**Given instruction:** Find "Where can you spot the diagonal" in the material, then return exactly the line containing it and all lines after it to the end, leaving out pictures.

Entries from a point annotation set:
_ _ _ _
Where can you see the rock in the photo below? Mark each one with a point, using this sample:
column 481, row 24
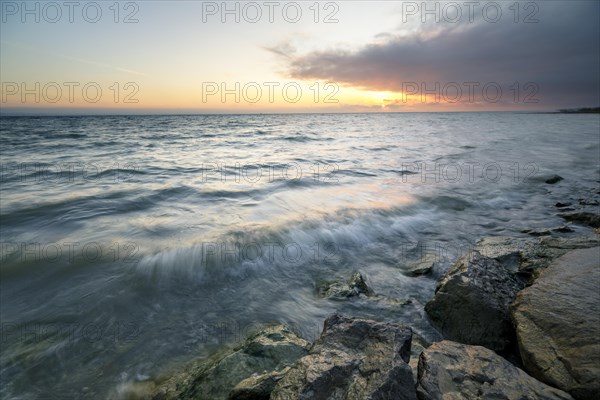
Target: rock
column 268, row 351
column 418, row 345
column 471, row 302
column 526, row 256
column 420, row 268
column 353, row 359
column 449, row 370
column 557, row 323
column 554, row 179
column 583, row 218
column 257, row 387
column 340, row 290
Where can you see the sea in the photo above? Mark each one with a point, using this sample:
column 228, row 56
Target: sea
column 133, row 245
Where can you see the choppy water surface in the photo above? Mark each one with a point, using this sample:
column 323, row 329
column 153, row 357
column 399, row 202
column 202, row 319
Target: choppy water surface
column 132, row 244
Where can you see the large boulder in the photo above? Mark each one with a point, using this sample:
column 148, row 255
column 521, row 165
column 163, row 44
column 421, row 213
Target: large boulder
column 341, row 289
column 527, row 257
column 471, row 303
column 557, row 323
column 583, row 218
column 353, row 359
column 450, row 370
column 263, row 354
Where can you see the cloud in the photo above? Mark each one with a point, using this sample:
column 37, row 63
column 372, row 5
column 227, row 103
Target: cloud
column 559, row 54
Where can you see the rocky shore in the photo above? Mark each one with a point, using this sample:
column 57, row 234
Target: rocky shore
column 520, row 318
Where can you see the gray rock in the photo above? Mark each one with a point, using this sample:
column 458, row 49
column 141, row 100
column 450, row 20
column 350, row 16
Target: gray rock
column 449, row 370
column 554, row 179
column 583, row 218
column 257, row 387
column 526, row 256
column 471, row 302
column 270, row 350
column 420, row 268
column 557, row 323
column 340, row 290
column 353, row 359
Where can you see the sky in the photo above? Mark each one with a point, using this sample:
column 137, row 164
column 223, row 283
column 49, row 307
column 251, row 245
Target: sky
column 66, row 57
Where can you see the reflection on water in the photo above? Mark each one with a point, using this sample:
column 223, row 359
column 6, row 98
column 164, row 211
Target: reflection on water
column 141, row 242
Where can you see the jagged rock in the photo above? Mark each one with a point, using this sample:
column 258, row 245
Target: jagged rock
column 340, row 290
column 449, row 370
column 418, row 345
column 257, row 387
column 583, row 218
column 554, row 179
column 420, row 268
column 353, row 359
column 270, row 350
column 526, row 256
column 557, row 323
column 471, row 302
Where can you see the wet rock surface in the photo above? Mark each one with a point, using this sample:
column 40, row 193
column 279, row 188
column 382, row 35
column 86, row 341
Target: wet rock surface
column 268, row 351
column 557, row 323
column 340, row 289
column 450, row 370
column 353, row 359
column 471, row 302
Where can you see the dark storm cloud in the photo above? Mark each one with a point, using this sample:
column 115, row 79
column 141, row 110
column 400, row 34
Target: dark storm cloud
column 560, row 53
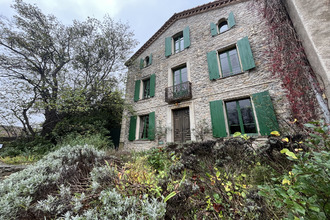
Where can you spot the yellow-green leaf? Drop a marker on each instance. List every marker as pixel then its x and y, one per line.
pixel 275 133
pixel 285 181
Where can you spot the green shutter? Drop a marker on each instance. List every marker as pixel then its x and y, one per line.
pixel 245 54
pixel 141 63
pixel 265 113
pixel 152 85
pixel 132 127
pixel 150 59
pixel 137 90
pixel 214 30
pixel 186 37
pixel 151 128
pixel 212 62
pixel 231 20
pixel 168 46
pixel 218 119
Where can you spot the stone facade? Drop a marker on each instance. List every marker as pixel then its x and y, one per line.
pixel 249 23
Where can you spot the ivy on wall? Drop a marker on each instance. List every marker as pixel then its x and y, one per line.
pixel 288 61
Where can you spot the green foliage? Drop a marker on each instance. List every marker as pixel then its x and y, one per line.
pixel 320 135
pixel 96 140
pixel 26 147
pixel 20 190
pixel 19 159
pixel 157 159
pixel 304 191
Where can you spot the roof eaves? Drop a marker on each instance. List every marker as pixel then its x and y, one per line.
pixel 184 14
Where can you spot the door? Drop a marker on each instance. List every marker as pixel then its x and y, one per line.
pixel 181 125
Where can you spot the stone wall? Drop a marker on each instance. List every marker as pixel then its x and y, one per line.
pixel 250 23
pixel 6 169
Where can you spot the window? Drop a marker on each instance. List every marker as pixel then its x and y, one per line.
pixel 147 61
pixel 180 75
pixel 177 42
pixel 229 63
pixel 146 127
pixel 180 85
pixel 232 61
pixel 147 90
pixel 239 116
pixel 223 25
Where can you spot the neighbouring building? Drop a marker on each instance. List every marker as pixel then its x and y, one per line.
pixel 206 67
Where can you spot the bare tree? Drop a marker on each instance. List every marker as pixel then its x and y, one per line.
pixel 65 66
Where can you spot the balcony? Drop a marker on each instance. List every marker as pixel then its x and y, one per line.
pixel 178 93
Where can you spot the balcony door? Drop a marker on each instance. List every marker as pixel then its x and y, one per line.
pixel 180 77
pixel 181 125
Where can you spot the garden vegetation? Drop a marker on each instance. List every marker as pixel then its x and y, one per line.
pixel 287 178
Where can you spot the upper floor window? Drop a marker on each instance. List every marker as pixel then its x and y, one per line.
pixel 223 25
pixel 180 75
pixel 147 89
pixel 144 127
pixel 231 61
pixel 177 42
pixel 147 61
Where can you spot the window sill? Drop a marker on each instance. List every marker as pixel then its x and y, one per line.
pixel 237 74
pixel 141 100
pixel 223 32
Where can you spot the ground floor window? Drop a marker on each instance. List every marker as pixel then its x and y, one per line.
pixel 240 116
pixel 144 125
pixel 251 115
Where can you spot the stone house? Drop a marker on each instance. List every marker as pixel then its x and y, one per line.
pixel 205 69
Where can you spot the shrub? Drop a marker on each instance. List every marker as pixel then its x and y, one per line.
pixel 22 190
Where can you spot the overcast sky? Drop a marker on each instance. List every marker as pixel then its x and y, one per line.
pixel 145 17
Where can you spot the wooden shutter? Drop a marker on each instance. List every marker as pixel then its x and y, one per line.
pixel 150 59
pixel 168 46
pixel 152 85
pixel 151 128
pixel 212 62
pixel 137 90
pixel 214 29
pixel 245 54
pixel 186 37
pixel 218 119
pixel 141 63
pixel 132 128
pixel 265 113
pixel 231 20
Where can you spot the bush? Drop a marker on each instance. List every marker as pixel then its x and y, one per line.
pixel 99 141
pixel 303 191
pixel 73 183
pixel 22 190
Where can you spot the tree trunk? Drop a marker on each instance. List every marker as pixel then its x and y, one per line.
pixel 51 119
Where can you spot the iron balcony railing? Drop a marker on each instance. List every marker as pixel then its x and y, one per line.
pixel 178 92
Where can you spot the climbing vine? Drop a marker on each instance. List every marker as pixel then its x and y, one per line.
pixel 288 61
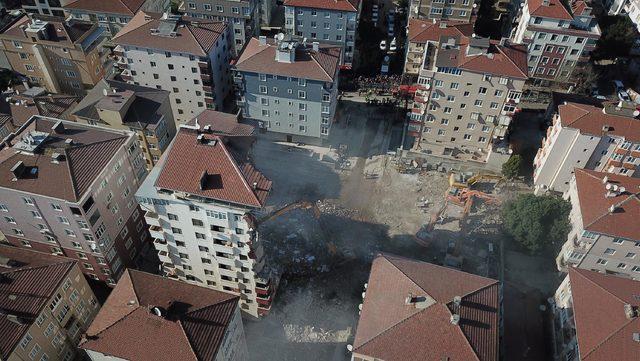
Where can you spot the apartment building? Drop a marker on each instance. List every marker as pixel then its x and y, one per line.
pixel 201 202
pixel 417 310
pixel 456 10
pixel 468 91
pixel 22 104
pixel 60 55
pixel 605 139
pixel 559 39
pixel 68 188
pixel 188 57
pixel 243 15
pixel 596 317
pixel 421 32
pixel 604 235
pixel 328 22
pixel 289 88
pixel 45 7
pixel 142 110
pixel 175 321
pixel 113 15
pixel 46 306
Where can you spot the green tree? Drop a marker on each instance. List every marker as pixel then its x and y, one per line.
pixel 618 36
pixel 511 168
pixel 537 221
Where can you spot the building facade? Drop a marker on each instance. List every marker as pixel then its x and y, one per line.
pixel 330 22
pixel 47 308
pixel 456 10
pixel 604 235
pixel 68 189
pixel 242 16
pixel 188 57
pixel 589 137
pixel 180 322
pixel 289 88
pixel 595 317
pixel 59 55
pixel 559 39
pixel 202 214
pixel 142 110
pixel 468 91
pixel 113 15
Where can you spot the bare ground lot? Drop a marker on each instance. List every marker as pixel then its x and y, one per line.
pixel 326 259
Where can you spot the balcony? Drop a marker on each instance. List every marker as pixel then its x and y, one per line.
pixel 156 231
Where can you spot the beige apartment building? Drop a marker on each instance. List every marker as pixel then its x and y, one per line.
pixel 605 139
pixel 468 91
pixel 457 10
pixel 47 305
pixel 415 310
pixel 68 188
pixel 605 233
pixel 149 317
pixel 142 110
pixel 60 55
pixel 420 32
pixel 596 317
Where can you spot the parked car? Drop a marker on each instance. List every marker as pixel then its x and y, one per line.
pixel 392 45
pixel 624 96
pixel 385 65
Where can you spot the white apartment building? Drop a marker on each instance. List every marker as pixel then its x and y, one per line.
pixel 595 317
pixel 468 91
pixel 68 188
pixel 188 57
pixel 585 136
pixel 605 233
pixel 559 38
pixel 200 202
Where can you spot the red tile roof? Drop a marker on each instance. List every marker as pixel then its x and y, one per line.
pixel 92 149
pixel 192 326
pixel 193 36
pixel 26 288
pixel 339 5
pixel 595 206
pixel 603 330
pixel 124 7
pixel 591 120
pixel 555 9
pixel 308 64
pixel 391 329
pixel 228 179
pixel 421 31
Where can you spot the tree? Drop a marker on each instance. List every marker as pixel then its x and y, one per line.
pixel 618 36
pixel 537 221
pixel 511 168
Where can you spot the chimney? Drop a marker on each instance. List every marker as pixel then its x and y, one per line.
pixel 18 169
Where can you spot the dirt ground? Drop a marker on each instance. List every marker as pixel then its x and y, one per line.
pixel 367 208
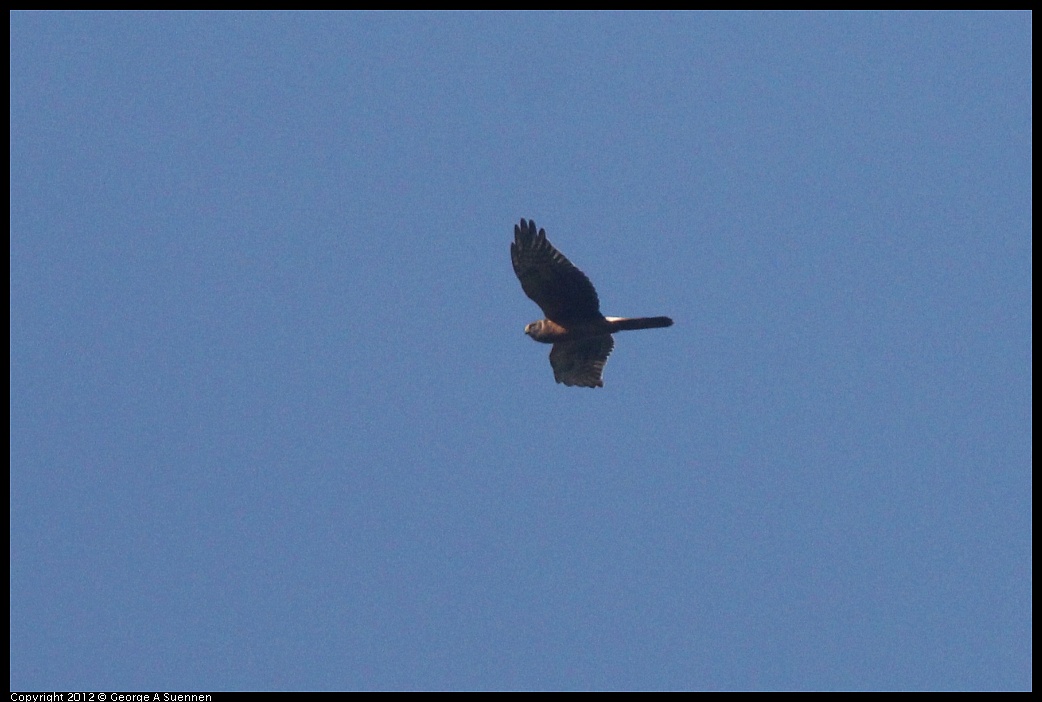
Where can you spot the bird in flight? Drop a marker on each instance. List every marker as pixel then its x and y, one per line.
pixel 581 336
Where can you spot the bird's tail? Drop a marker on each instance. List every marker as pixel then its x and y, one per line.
pixel 624 323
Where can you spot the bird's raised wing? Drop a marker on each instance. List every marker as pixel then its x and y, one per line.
pixel 563 292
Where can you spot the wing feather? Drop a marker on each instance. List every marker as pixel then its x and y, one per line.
pixel 563 292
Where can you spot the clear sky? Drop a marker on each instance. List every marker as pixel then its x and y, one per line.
pixel 274 424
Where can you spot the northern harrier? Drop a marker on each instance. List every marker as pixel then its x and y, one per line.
pixel 581 336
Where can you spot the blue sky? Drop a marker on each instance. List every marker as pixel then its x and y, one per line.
pixel 274 424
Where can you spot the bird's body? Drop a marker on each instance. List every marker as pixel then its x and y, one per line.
pixel 581 336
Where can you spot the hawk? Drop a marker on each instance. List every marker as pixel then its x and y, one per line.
pixel 581 336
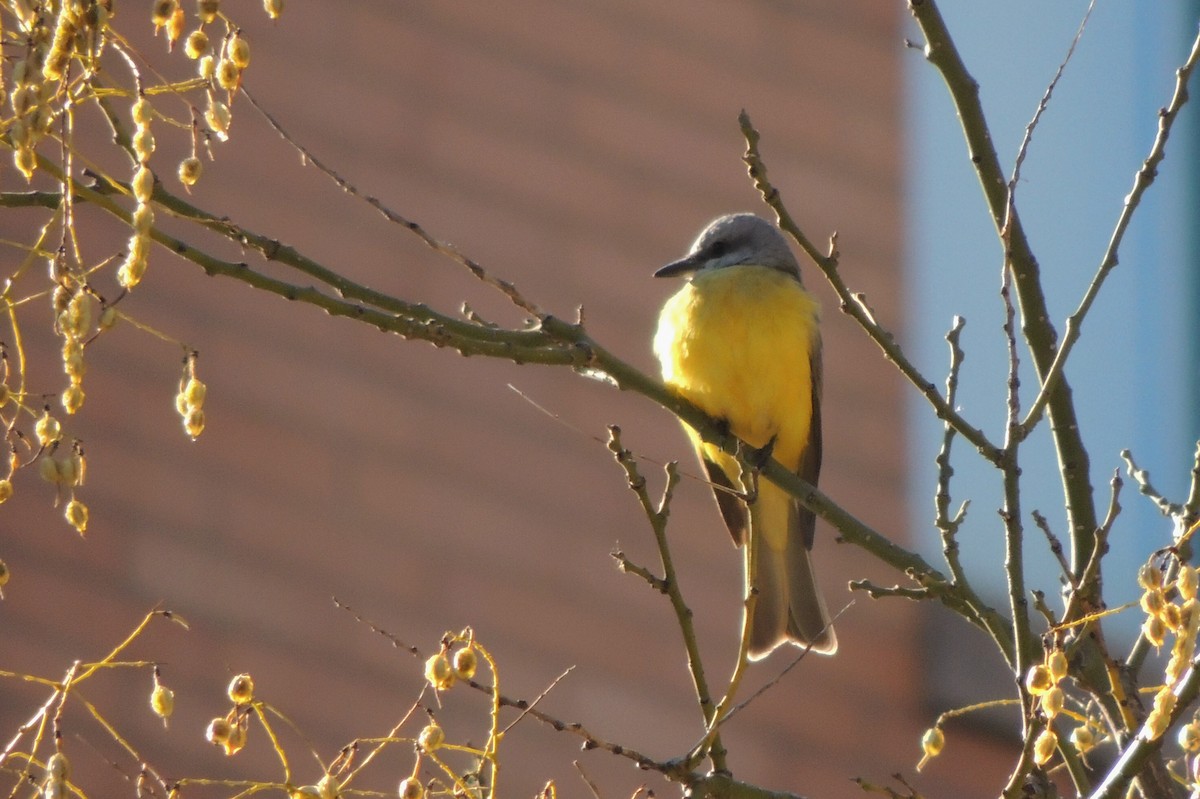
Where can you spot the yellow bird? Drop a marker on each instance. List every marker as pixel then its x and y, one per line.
pixel 741 341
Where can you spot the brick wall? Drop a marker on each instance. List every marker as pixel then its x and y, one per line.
pixel 570 148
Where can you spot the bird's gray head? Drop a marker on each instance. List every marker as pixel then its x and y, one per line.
pixel 736 239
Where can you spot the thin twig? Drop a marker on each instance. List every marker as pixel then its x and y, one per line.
pixel 853 304
pixel 1141 181
pixel 1146 488
pixel 451 252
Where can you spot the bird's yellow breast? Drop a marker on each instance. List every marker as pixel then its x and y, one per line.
pixel 738 342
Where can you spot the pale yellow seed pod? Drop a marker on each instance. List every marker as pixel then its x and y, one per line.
pixel 175 26
pixel 1044 746
pixel 162 701
pixel 142 112
pixel 1155 630
pixel 219 732
pixel 58 767
pixel 238 49
pixel 431 738
pixel 143 146
pixel 57 61
pixel 79 312
pixel 1150 577
pixel 465 664
pixel 48 469
pixel 1156 724
pixel 237 740
pixel 933 742
pixel 21 133
pixel 72 398
pixel 143 184
pixel 162 11
pixel 81 464
pixel 208 10
pixel 1152 601
pixel 438 672
pixel 219 118
pixel 190 169
pixel 48 430
pixel 25 161
pixel 1038 680
pixel 77 516
pixel 328 787
pixel 1187 582
pixel 1171 617
pixel 193 422
pixel 1177 665
pixel 411 788
pixel 1056 661
pixel 241 689
pixel 195 392
pixel 228 74
pixel 133 268
pixel 1051 702
pixel 72 360
pixel 1083 738
pixel 197 44
pixel 55 790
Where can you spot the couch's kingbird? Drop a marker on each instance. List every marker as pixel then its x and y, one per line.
pixel 741 341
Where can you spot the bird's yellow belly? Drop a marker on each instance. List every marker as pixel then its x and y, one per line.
pixel 738 342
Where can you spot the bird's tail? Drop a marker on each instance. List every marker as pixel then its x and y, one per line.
pixel 789 606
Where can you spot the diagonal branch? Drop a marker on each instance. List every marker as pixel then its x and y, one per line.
pixel 853 304
pixel 1141 181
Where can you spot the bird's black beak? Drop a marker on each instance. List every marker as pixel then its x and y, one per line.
pixel 683 266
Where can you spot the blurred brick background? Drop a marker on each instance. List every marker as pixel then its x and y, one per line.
pixel 570 148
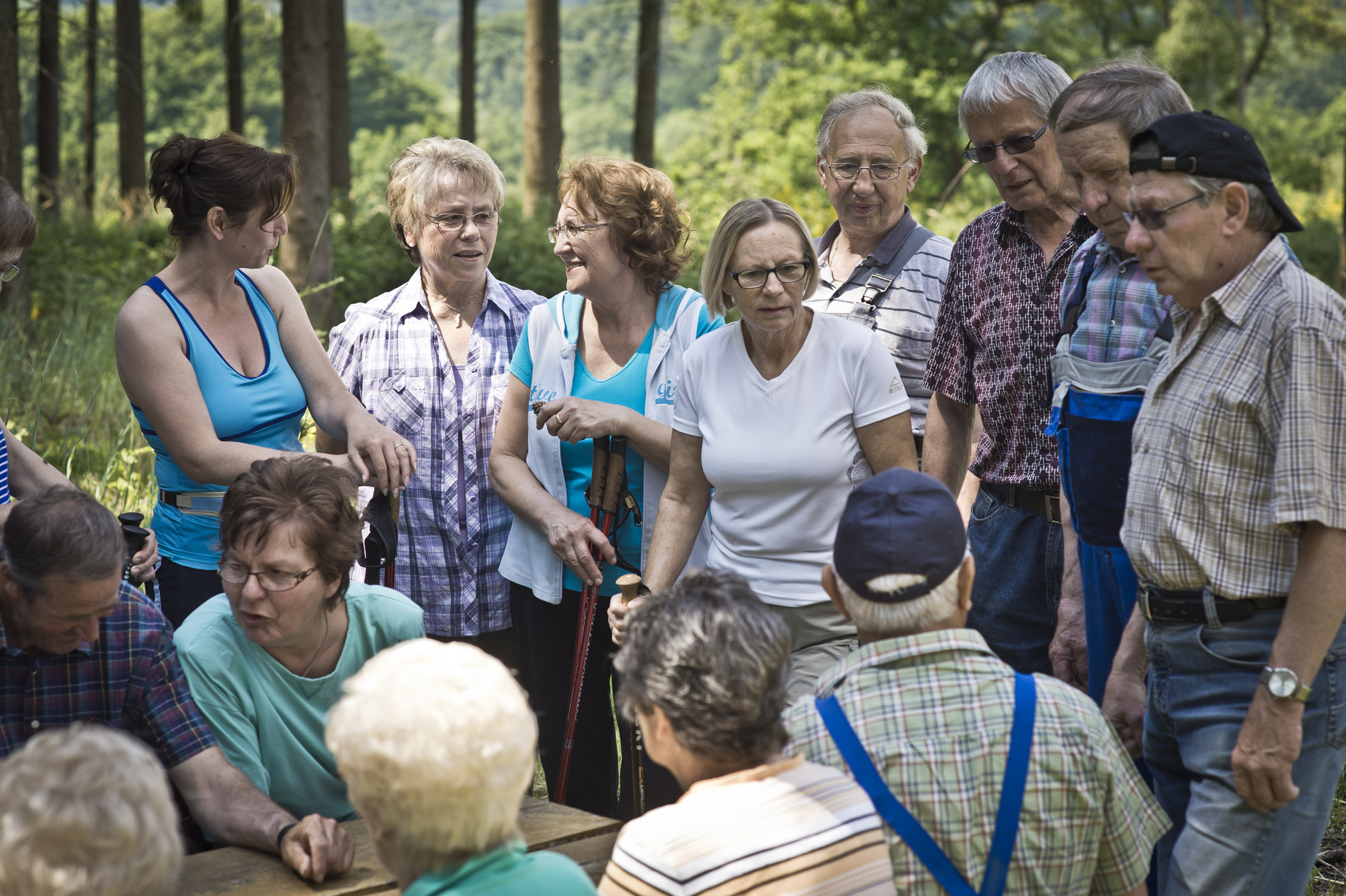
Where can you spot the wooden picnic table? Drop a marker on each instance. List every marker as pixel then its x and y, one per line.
pixel 236 870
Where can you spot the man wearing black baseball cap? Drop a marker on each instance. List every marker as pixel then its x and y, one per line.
pixel 959 736
pixel 1236 523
_ _ _ _
**Response to this task:**
Where can you spot the diagonal branch? Drop a marker on each instance. List every marker as pixel then its x and y, one per line.
pixel 853 304
pixel 1141 181
Where can you spot the bird's black beak? Drop a marker on each instance. List every marker as pixel then its x and y, one per line.
pixel 683 266
Where can you spot the blurred brick background? Drop a marker on each instance. List every marker as pixel then its x and y, one per line.
pixel 570 148
Where can you spot the wooden picnic table? Drop a marker on each instance. List every marker as pixel then its x and y, one per line.
pixel 236 870
Where can you spot the man wearing black baseball cap? Drop a marker on each instance. List every marker as pixel then its x and y, one per line.
pixel 959 736
pixel 1236 523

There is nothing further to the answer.